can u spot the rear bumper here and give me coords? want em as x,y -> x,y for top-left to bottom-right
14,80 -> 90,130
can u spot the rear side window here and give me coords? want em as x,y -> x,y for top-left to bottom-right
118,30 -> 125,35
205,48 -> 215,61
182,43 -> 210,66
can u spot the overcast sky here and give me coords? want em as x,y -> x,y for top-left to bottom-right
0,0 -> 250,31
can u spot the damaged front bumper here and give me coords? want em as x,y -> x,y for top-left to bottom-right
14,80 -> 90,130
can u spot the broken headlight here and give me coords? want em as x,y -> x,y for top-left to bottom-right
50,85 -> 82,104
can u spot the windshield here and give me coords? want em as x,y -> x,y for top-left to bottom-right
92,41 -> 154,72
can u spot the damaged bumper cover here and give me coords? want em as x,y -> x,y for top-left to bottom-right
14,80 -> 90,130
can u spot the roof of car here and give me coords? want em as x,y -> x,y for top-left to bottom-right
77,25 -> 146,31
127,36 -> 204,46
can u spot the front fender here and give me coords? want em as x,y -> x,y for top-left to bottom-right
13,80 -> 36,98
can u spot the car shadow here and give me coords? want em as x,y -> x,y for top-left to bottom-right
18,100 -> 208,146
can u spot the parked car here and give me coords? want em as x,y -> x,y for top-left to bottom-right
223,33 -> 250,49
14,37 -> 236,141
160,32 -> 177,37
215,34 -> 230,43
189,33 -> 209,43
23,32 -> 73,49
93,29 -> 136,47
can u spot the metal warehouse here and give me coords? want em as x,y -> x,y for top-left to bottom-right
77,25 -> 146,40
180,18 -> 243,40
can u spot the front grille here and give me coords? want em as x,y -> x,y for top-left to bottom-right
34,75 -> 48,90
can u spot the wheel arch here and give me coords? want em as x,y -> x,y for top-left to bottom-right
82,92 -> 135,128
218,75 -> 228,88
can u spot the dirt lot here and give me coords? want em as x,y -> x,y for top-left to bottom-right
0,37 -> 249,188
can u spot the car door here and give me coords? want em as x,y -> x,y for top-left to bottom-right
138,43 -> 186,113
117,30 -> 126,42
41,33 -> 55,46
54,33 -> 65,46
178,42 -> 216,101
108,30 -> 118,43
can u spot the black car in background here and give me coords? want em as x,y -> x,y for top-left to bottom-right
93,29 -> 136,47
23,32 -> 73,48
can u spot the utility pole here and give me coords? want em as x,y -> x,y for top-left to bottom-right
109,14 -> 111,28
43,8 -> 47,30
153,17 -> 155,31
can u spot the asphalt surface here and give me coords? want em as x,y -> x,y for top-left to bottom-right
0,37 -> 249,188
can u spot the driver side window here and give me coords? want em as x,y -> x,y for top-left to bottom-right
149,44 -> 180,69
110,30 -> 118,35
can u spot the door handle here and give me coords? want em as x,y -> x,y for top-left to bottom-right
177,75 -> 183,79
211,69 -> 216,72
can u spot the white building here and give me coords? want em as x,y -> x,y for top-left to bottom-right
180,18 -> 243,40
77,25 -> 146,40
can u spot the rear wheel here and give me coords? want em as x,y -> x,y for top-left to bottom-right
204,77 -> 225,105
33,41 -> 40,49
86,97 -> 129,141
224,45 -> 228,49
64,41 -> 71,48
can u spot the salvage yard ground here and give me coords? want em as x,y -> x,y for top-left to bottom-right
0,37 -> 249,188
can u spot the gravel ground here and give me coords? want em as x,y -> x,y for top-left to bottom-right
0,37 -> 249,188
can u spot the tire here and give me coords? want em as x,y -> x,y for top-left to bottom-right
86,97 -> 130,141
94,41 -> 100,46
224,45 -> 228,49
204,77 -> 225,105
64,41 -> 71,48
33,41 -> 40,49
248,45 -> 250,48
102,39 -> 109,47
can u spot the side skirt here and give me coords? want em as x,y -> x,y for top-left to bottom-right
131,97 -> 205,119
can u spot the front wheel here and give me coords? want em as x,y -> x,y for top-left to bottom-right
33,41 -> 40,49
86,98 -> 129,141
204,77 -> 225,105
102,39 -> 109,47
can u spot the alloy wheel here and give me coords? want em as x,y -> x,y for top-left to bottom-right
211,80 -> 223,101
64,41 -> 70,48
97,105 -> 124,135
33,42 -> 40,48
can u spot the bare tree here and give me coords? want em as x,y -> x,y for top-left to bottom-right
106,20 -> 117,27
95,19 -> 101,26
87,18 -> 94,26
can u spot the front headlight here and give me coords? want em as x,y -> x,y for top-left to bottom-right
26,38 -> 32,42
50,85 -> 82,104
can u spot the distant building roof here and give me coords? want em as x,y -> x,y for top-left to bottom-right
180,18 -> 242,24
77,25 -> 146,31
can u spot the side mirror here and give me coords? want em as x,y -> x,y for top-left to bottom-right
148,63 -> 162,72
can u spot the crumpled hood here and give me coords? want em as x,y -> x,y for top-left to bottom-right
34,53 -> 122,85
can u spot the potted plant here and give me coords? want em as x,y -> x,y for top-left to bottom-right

· · · · · · ·

## ASSIGNMENT:
Line by line, copy the records exactly.

## WRITTEN RESPONSE:
can u spot the rear bumper here and give me coords? want em as x,y -> x,y for top-left to bottom-right
14,80 -> 90,130
can u spot the rear side window here and give me coords? want em as x,y -> x,y for top-left to bottom-right
118,30 -> 125,35
205,48 -> 215,61
182,43 -> 210,66
can u spot the overcast sky here and give me coords? want em as x,y -> x,y for top-left to bottom-right
0,0 -> 250,31
can u spot the damaged front bumper here and give me coords? want em as x,y -> x,y for top-left to bottom-right
14,80 -> 90,130
can u spot the broken headlight here and give me coords? want em as x,y -> x,y for top-left to bottom-right
50,85 -> 82,104
can u spot the windshield here and give me coords? want em as x,y -> x,y for top-left to bottom-right
92,41 -> 154,72
can u spot the damaged bumper cover here and give me coords? want em as x,y -> x,y for top-left to bottom-right
14,80 -> 90,130
can u spot the roof of car here and give me coords? want em as x,y -> x,y for top-left to bottom-right
77,25 -> 146,31
127,36 -> 204,46
can u spot the front fender here and give me coords? want em as x,y -> x,y for top-left to bottom-right
13,80 -> 36,98
can u spot the car shadow here and give me coords? want em as x,y -> x,y for top-left to bottom-right
18,100 -> 208,146
can u spot the parked car here and give me coords? want em as x,y -> x,y for top-left to bottom-right
223,33 -> 250,49
14,37 -> 236,141
160,32 -> 177,37
215,34 -> 230,43
189,33 -> 209,43
23,32 -> 73,49
93,29 -> 136,47
can u spot the metal warehouse here and give me coords? want em as x,y -> x,y for top-left to bottom-right
77,25 -> 146,40
180,18 -> 243,40
can u spot the front grille here and give me coords? want em as x,y -> x,y for top-left to bottom-right
34,75 -> 48,90
can u spot the wheel arch here and give me coords? want em as x,y -> x,y for top-left to bottom-right
82,92 -> 135,128
218,75 -> 228,88
can u spot the dirt lot here and give me coords? want em as x,y -> x,y for top-left to bottom-right
0,37 -> 249,188
can u spot the car door here and give me coords? want em as x,y -> x,y for top-left to bottom-right
138,43 -> 186,113
117,30 -> 126,42
41,33 -> 55,46
54,33 -> 65,46
178,42 -> 216,101
108,30 -> 118,43
can u spot the black car in background here and give me coords? want em as x,y -> x,y for top-left to bottom-right
93,29 -> 136,47
23,32 -> 73,48
can u spot the utility pole here and give me coords? want em as x,y -> x,y for top-left to bottom-right
109,14 -> 111,28
43,8 -> 47,30
153,17 -> 155,31
can u spot the asphalt surface here and give me coords? want em as x,y -> x,y for top-left to bottom-right
0,37 -> 249,188
can u spot the driver side window here and give me coords? want em as x,y -> x,y for top-left to bottom-right
149,44 -> 180,69
110,30 -> 118,35
can u spot the door handle here and give me coords? want em as x,y -> x,y for top-left to bottom-right
177,75 -> 183,79
211,69 -> 216,72
can u spot the white building here and give me coords? want em as x,y -> x,y for top-left to bottom-right
180,18 -> 243,40
77,25 -> 146,40
can u spot the rear wheel here and give me coords? want em as x,y -> x,y for top-left to bottom-right
204,77 -> 225,105
33,41 -> 40,49
86,97 -> 129,141
224,45 -> 228,49
64,41 -> 71,48
can u spot the salvage yard ground here and give me coords? want em as x,y -> x,y for top-left to bottom-right
0,37 -> 249,188
can u spot the gravel ground here and give me coords? want em as x,y -> x,y for top-left to bottom-right
0,37 -> 249,188
can u spot the tire here and give me coords? want em as x,y -> x,y for top-left to bottom-right
86,97 -> 130,141
94,41 -> 100,46
224,45 -> 228,49
204,77 -> 225,105
64,41 -> 71,48
33,41 -> 40,49
248,45 -> 250,48
102,39 -> 109,47
can u spot the side skirt here and give me coords? want em as x,y -> x,y for top-left to bottom-right
131,97 -> 205,119
can u spot the front wheel here and give me coords? want em as x,y -> x,y for top-left to bottom-right
33,41 -> 40,49
86,98 -> 129,141
204,77 -> 225,105
102,39 -> 109,47
can u spot the alloy wheel here and give me coords? want em as x,y -> x,y for top-left to bottom-right
211,80 -> 223,101
64,41 -> 70,48
97,105 -> 124,135
33,42 -> 40,48
can u spot the bare tree here and give me coords? want em as x,y -> x,y for top-left to bottom-right
106,20 -> 117,27
95,19 -> 101,26
87,18 -> 94,26
can u spot the front headlight here and give me coords? want em as x,y -> x,y for top-left to bottom-right
26,38 -> 32,42
50,85 -> 82,104
can u spot the distant building roof here and give me coords? want em as x,y -> x,y for top-left to bottom-right
180,18 -> 242,24
77,25 -> 146,31
can u spot the side mirror here and give me coords? want em as x,y -> x,y for top-left to bottom-right
148,63 -> 162,72
can u spot the crumpled hood here and give me coords? want em as x,y -> x,y for top-left to bottom-right
34,53 -> 122,85
can u spot the potted plant here and give me coords? want em as x,y -> x,y for top-left to bottom-right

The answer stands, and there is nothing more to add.